Short problem => Rewrite every entry below with "instance" changed to "occurrence" wherever it occurs, leaving everything else in each line unchanged.

# Data for the task start

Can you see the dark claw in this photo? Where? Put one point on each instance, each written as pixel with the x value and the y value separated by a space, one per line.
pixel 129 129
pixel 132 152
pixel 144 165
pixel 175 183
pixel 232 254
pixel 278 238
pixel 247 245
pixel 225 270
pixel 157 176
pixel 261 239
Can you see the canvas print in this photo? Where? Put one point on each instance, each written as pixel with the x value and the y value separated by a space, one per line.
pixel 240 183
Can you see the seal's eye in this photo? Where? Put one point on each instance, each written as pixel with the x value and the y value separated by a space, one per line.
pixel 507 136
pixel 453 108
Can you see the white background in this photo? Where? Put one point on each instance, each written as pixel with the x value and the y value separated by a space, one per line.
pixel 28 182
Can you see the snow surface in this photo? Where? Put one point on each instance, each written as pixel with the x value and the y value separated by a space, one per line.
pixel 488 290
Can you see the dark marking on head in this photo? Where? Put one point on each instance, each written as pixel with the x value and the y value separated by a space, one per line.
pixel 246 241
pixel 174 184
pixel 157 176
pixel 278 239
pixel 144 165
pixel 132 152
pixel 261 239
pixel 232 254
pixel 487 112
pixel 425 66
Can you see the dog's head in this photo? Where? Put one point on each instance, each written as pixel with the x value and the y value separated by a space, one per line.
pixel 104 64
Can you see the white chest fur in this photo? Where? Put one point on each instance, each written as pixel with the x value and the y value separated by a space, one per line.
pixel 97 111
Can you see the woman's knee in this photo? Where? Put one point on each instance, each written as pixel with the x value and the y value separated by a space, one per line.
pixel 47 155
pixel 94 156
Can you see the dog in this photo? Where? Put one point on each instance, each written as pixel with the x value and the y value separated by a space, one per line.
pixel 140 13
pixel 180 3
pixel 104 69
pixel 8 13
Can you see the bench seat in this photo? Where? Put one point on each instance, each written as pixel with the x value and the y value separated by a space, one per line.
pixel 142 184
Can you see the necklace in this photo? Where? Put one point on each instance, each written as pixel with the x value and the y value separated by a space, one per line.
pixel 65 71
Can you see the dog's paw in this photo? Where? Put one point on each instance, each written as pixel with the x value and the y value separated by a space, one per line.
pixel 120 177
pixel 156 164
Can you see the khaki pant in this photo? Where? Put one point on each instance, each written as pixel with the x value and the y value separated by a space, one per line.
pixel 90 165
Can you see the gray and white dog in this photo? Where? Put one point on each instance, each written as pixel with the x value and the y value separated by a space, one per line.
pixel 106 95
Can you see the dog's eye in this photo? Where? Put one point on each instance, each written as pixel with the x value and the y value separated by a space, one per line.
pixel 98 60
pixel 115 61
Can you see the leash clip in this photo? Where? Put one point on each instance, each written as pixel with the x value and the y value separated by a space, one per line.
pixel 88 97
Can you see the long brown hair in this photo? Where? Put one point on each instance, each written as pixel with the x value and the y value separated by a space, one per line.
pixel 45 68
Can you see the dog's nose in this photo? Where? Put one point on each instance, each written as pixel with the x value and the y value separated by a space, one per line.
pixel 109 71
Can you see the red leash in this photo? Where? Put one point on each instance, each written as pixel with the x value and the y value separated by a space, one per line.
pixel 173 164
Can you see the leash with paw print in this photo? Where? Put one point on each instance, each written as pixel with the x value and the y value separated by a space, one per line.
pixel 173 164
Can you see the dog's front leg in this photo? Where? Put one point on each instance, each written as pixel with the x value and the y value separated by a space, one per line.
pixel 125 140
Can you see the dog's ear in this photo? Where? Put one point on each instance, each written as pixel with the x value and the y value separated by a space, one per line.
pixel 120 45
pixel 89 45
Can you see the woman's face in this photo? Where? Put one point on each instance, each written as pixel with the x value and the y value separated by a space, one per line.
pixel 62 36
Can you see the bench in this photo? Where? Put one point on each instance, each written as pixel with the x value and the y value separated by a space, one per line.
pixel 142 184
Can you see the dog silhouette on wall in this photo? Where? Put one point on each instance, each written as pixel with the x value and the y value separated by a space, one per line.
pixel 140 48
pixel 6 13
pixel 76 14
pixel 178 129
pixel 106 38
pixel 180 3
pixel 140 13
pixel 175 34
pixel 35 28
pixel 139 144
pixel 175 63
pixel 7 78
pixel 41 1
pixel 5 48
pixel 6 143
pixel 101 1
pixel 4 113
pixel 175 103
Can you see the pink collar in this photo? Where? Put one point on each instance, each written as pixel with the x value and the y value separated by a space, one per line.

# Data for the task end

Result of this exercise =>
Can you see the dark claw in this photo? Where? Put one point on each occurrence, each written as pixel with the x value and the y value separated by a space, one per line.
pixel 129 129
pixel 132 152
pixel 144 165
pixel 175 183
pixel 232 254
pixel 278 238
pixel 247 245
pixel 225 270
pixel 157 176
pixel 261 239
Can you see the canvas print in this photo? Where? Put one point on each occurrence, each written as pixel with the x value and the y value separated by a space, one per line.
pixel 240 183
Can you see the seal's eye in this photo? Where? Put one point on each occurrence, each written as pixel with the x value and the y value separated by a space, one per line.
pixel 507 136
pixel 453 108
Can you see the white background in this photo? Where? Put one point on each occurrence, each written as pixel with the x value and the y value separated by a space, one per line.
pixel 28 182
Can you see the snow surface in this photo? Where? Put one point on each occurrence, each written as pixel with the x value and the y value separated by a space, one per line.
pixel 488 290
Can you see the dark marking on head in this photo? Where? Put one point on each occurrence, each written as pixel with the x value and the y value separated by a space, one per line.
pixel 246 241
pixel 174 184
pixel 157 176
pixel 278 239
pixel 144 165
pixel 132 152
pixel 261 239
pixel 232 254
pixel 487 112
pixel 425 66
Can you see the dog's head in this photo? Where? Put one point on each occurrence, each written as pixel with the x value and the y value separated by a space, one per line.
pixel 104 64
Can you see the white chest fur in this photo? Where? Put one point on each occurrence, each written as pixel with the x value and the y value separated by a space, one per line.
pixel 97 111
Can you see the woman's knee in this photo? Where? Put one point on each occurrence, each written as pixel with the x value and the y value separated by a space, one per line.
pixel 47 155
pixel 94 156
Can you see the dog in this photo? Where? Put one point on each occurrence, each written as pixel with the x value and the y value separated by a space, one per line.
pixel 140 13
pixel 180 3
pixel 104 69
pixel 8 13
Can you see the bench seat in this photo? Where? Put one point on each occurrence, each written as pixel with the x value and the y value separated by a space, one per line.
pixel 142 184
Can you see the necklace in this photo? Where? Put one point on each occurrence, each written as pixel with the x value and the y value separated by a space, one per line.
pixel 65 71
Can you see the dog's paw in this photo? Where? Put one point on each occurrence, each written as pixel with the x value and the y value separated by a space, one per line.
pixel 120 177
pixel 156 164
Can you see the khaki pant in this photo? Where? Put one point on each occurrence, each written as pixel with the x value and the y value separated by a space, one per line.
pixel 90 165
Can you see the gray and white dog in this photo? Where? Put one point on each occurrence, each written as pixel with the x value and the y value separated by a space, one per line.
pixel 106 95
Can you see the dog's eye in this photo? Where? Put one point on each occurrence, each written as pixel with the x value and the y value separated by a space, one per line.
pixel 98 60
pixel 115 61
Can you see the leash clip in this photo? Where? Put one point on each occurrence, each written as pixel with the x value and the y value separated by a space, one per line.
pixel 88 97
Can you see the long brown hair in this photo? Where? Put one point on each occurrence, each written as pixel with the x value and the y value separated by a space, one per line.
pixel 45 68
Can you see the dog's nose in this photo? Where? Put one point on each occurrence, each written as pixel with the x value and the y value separated by a space, one per line.
pixel 109 71
Can you see the red leash in this photo? Where? Put one point on each occurrence, each written as pixel with the x value and the y value separated by a space, one per line.
pixel 173 164
Can you see the leash with paw print in this photo? Where? Put one point on each occurrence, each written as pixel with the x value and the y value separated by a space, one per line.
pixel 173 164
Can you see the dog's front leg in this photo? Where? Put one point on each occurrence, each written as pixel with the x value and the y value separated by a space, one per line.
pixel 125 140
Can you see the dog's ear in this photo? Where? Put one point on each occurrence, each written as pixel with the x value and the y value separated by a space, one per line.
pixel 120 45
pixel 89 45
Can you see the woman's face in this photo? Where? Put one point on each occurrence, each written as pixel with the x value and the y value separated by a space, one per line.
pixel 62 36
Can you see the bench in this photo? Where? Put one point on each occurrence, each written as pixel with the x value and the y value separated by a space, one per line.
pixel 142 184
Can you see the dog silhouette on wall in this photo? Where? Put one point on each occurrence, each written as pixel with the x value and the y value separated by a space, one per line.
pixel 140 48
pixel 6 13
pixel 76 14
pixel 178 129
pixel 106 38
pixel 180 3
pixel 140 13
pixel 175 34
pixel 35 28
pixel 139 144
pixel 175 63
pixel 7 78
pixel 41 1
pixel 5 48
pixel 6 143
pixel 101 1
pixel 4 113
pixel 175 103
Can you see the pink collar in this photo? Where? Put one point on each occurrence, each written as pixel with the x value and the y value separated by a space, one per line.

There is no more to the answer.